═════ Dataset extract ═════

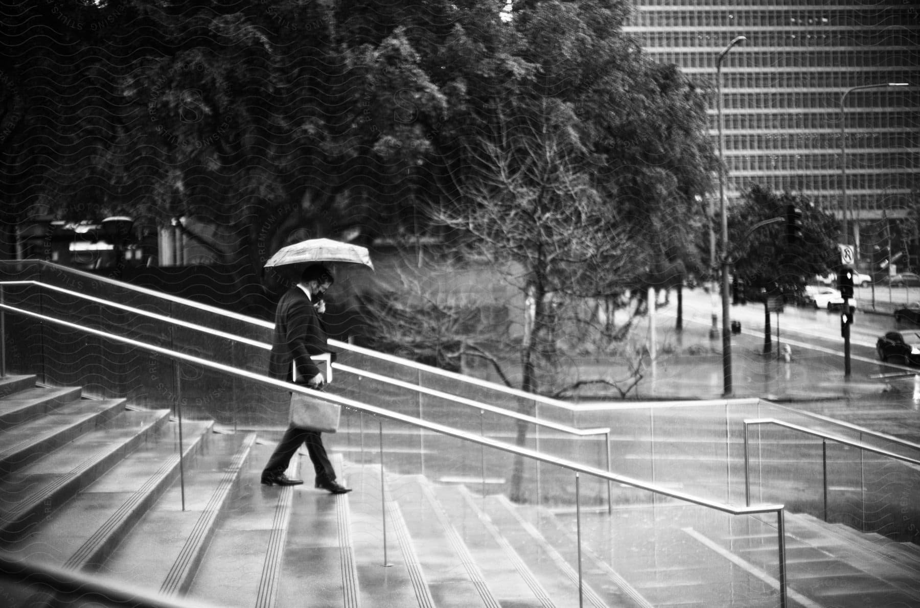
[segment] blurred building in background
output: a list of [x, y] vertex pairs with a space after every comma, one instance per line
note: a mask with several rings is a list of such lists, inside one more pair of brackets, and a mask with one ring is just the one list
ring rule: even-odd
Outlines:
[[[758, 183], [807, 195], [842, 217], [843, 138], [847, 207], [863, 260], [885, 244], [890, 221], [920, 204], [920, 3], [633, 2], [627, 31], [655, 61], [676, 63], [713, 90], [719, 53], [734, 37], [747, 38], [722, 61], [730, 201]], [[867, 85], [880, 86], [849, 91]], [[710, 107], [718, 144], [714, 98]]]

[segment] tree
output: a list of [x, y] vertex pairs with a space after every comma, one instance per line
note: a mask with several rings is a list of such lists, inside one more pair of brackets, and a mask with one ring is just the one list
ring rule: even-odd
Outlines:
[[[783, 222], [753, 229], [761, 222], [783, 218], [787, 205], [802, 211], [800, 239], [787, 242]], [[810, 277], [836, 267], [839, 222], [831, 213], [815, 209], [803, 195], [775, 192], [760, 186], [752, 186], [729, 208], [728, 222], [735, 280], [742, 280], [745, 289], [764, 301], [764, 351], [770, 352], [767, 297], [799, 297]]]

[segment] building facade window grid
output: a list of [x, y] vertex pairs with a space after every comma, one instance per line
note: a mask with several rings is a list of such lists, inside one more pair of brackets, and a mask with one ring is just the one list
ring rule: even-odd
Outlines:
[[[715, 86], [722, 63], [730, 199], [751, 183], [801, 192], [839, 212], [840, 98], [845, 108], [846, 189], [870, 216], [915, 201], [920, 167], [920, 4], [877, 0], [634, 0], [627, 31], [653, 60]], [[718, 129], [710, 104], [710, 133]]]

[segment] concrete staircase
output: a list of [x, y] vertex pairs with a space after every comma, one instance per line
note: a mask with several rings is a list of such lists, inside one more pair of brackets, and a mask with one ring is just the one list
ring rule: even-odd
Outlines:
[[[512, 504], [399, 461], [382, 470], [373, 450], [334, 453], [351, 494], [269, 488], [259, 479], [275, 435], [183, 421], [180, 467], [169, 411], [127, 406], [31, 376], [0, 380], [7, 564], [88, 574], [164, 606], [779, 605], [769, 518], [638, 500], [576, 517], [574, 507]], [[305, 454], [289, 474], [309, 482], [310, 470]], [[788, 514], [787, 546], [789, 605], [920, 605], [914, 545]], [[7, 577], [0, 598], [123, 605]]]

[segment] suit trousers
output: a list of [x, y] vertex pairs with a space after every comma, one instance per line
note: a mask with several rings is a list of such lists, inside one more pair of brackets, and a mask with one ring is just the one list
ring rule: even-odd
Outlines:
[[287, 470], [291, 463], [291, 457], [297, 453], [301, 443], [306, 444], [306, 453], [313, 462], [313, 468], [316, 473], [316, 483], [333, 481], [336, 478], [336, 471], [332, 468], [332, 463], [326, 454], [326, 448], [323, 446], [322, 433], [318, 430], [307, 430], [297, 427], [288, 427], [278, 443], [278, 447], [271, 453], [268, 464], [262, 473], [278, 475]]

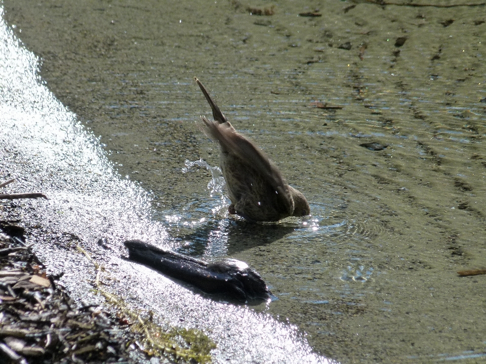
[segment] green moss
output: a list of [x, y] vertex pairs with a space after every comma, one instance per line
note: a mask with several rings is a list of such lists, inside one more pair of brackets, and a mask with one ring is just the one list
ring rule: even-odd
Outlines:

═════

### Task directions
Render the lines above as a Markdown table with the columns "Row" and "Line," numbering each row and skipping any blank lines. Leave the pictures out of the table.

### Reply to the exercise
| Row | Line |
|---|---|
| 1 | [segment] blurred building in background |
| 2 | output: a list of [x, y] vertex pairs with a space after every comma, one instance per line |
| 3 | note: a mask with several rings is a list of such lists, inside one more pair of brackets, and a mask with one ring is just the one list |
| 4 | ring rule: even-odd |
| 5 | Outlines: |
| 6 | [[[758, 183], [807, 195], [842, 217], [843, 138], [847, 207], [863, 260], [885, 244], [890, 221], [920, 204], [920, 3], [633, 2], [627, 31], [655, 61], [676, 63], [713, 90], [719, 53], [734, 37], [747, 38], [722, 61], [730, 201]], [[867, 85], [880, 86], [849, 91]], [[710, 107], [718, 144], [714, 98]]] |
| 7 | [segment] tree |
| 8 | output: a list of [x, y] vertex pairs with a space after every comma, one instance per line |
| 9 | note: a mask with several rings is a list of such lists, inside one more pair of brackets, and a mask with one ring is just the one list |
| 10 | ring rule: even-odd |
| 11 | Outlines: |
| 12 | [[[783, 222], [753, 229], [761, 222], [783, 218], [787, 205], [802, 211], [800, 239], [787, 242]], [[810, 277], [836, 267], [839, 222], [831, 213], [815, 209], [803, 195], [775, 192], [760, 186], [752, 186], [729, 208], [728, 222], [735, 280], [742, 280], [745, 289], [764, 301], [764, 351], [770, 352], [767, 297], [799, 297]]] |
| 13 | [segment] building facade window grid |
| 14 | output: a list of [x, y] vertex pairs with a space after every comma, one instance per line |
| 15 | note: a mask with several rings is a list of such lists, inside one more pair of brackets, and a mask with one ring is just the one list |
| 16 | ring rule: even-odd |
| 17 | Outlines: |
| 18 | [[[715, 86], [722, 63], [730, 199], [751, 183], [801, 192], [839, 212], [840, 98], [845, 108], [846, 189], [870, 216], [915, 201], [920, 167], [920, 4], [877, 0], [634, 0], [627, 31], [653, 60]], [[718, 129], [710, 104], [710, 133]]] |
| 19 | [segment] concrete staircase |
| 20 | output: a list of [x, y] vertex pairs with a space after every comma, one instance per line |
| 21 | note: a mask with several rings is a list of such lists, inside one more pair of brackets, and a mask with one ring is just the one list |
| 22 | ring rule: even-odd |
| 23 | Outlines: |
| 24 | [[[512, 504], [399, 461], [382, 470], [373, 450], [334, 453], [351, 494], [269, 488], [259, 479], [275, 435], [183, 421], [180, 467], [169, 411], [127, 406], [31, 376], [0, 380], [7, 564], [88, 574], [164, 606], [779, 605], [769, 518], [638, 500], [576, 517], [574, 507]], [[305, 454], [289, 474], [309, 482], [310, 470]], [[788, 514], [787, 546], [789, 605], [920, 605], [914, 545]], [[7, 577], [0, 598], [123, 605]]] |
| 25 | [segment] suit trousers |
| 26 | output: a list of [x, y] vertex pairs with a space after every comma, one instance per line |
| 27 | note: a mask with several rings is a list of such lists, inside one more pair of brackets, and a mask with one ring is just the one list |
| 28 | ring rule: even-odd |
| 29 | Outlines: |
| 30 | [[287, 470], [291, 463], [291, 457], [297, 453], [301, 443], [306, 444], [306, 453], [313, 462], [313, 468], [316, 473], [316, 483], [333, 481], [336, 478], [336, 471], [332, 468], [332, 463], [326, 454], [326, 448], [323, 446], [322, 433], [318, 430], [307, 430], [297, 427], [288, 427], [278, 443], [278, 447], [271, 453], [268, 464], [262, 473], [278, 475]] |
| 31 | [segment] green moss |
| 32 | output: a list of [x, y] vertex pairs with a space after every comma, one instance per line |
| 33 | note: a mask with several rings is a list of such lists, inside one more pair of brackets, and a mask with one ring is just the one list |
| 34 | ring rule: even-odd |
| 35 | Outlines: |